** DATA LISTING follows **
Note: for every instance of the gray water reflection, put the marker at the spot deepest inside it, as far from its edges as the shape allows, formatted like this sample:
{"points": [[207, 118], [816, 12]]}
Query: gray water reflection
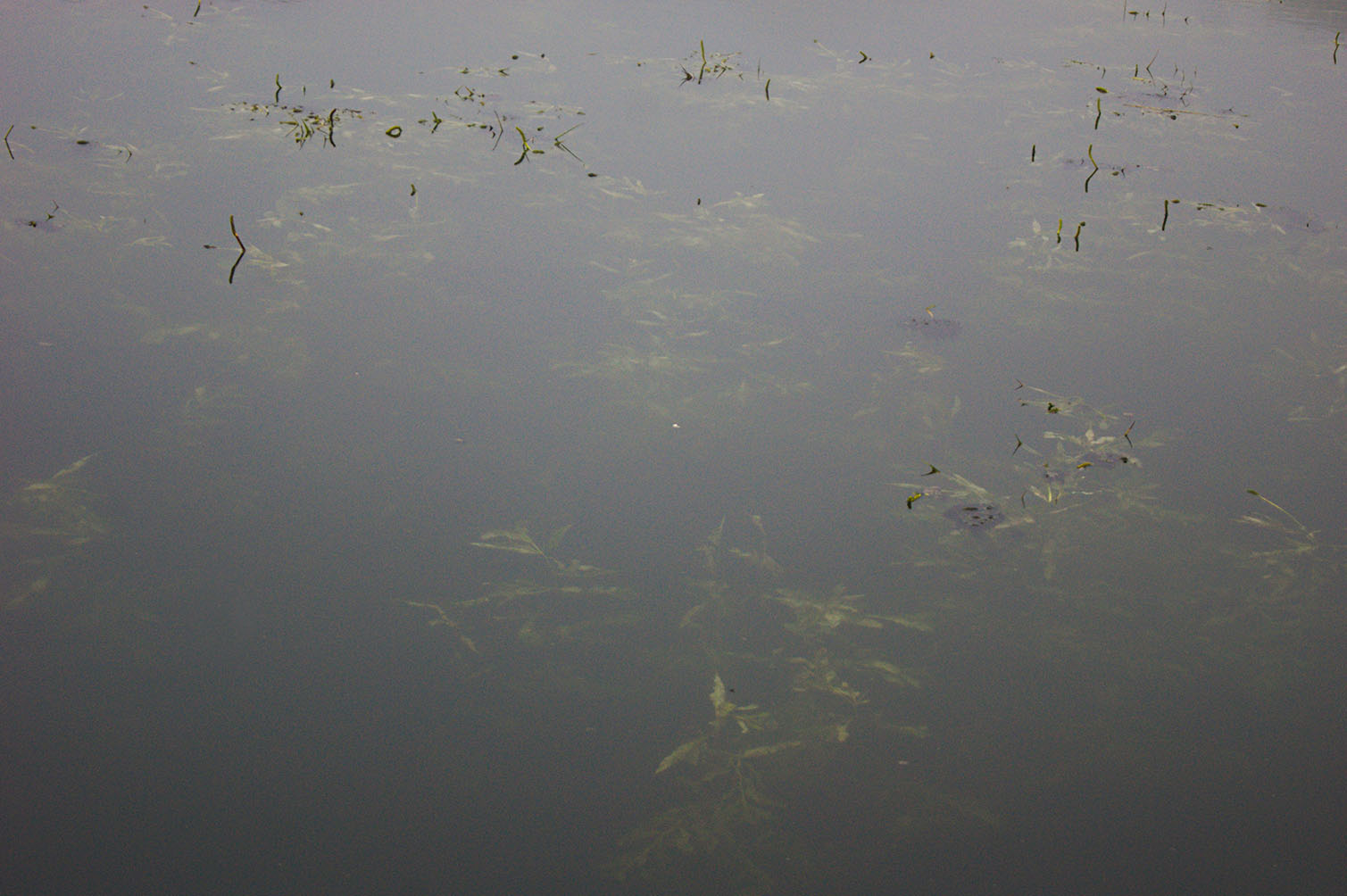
** End of DATA LISTING **
** DATA LISTING follows **
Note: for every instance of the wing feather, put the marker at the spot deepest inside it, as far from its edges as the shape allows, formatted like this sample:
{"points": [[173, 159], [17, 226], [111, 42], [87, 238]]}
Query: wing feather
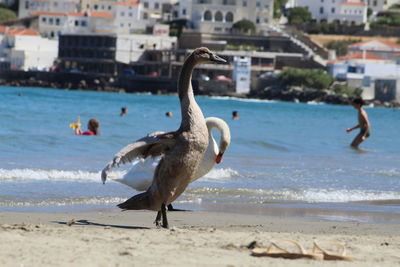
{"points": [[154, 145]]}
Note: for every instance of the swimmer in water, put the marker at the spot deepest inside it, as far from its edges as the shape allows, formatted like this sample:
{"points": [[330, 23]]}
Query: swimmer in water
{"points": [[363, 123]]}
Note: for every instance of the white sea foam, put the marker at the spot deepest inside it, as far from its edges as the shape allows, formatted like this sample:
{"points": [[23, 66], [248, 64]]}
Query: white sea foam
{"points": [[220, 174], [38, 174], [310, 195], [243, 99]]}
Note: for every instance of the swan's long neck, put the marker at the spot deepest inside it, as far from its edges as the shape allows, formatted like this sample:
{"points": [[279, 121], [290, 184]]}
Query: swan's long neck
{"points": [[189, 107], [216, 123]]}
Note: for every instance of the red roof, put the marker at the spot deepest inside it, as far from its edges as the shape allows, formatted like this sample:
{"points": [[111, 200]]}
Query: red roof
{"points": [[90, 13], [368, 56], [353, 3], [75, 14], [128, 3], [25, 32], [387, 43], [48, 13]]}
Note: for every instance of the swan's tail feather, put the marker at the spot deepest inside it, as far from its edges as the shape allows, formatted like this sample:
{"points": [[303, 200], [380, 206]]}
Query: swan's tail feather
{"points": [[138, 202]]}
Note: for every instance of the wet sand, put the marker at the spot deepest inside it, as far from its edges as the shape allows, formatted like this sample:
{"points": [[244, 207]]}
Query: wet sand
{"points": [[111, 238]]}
** End of DATA LISTING **
** DATA LISTING follows **
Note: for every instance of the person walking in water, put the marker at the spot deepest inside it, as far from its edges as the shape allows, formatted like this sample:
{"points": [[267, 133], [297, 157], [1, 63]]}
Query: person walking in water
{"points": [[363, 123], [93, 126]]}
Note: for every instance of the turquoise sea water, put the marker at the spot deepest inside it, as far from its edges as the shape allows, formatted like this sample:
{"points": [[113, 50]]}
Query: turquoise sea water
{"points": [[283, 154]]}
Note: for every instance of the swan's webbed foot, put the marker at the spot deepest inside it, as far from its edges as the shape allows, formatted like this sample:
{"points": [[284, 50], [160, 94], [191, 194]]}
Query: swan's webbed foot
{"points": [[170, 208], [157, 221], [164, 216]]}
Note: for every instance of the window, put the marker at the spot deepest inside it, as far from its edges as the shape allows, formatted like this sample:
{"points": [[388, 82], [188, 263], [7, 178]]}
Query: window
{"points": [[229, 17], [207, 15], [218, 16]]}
** End of DATA LISTING **
_TASK STATEMENT_
For this exercise, please output exactly the lines above starting at the line with "Note: for every instance of the gray" and ending at the line with "Query: gray water reflection", ends included.

_EXERCISE SOLUTION_
Note: for every instance of the gray water reflection, put the marker at the spot deepest inside it, as far from its edges as the shape allows, formatted like this sample:
{"points": [[207, 118], [816, 12]]}
Query: gray water reflection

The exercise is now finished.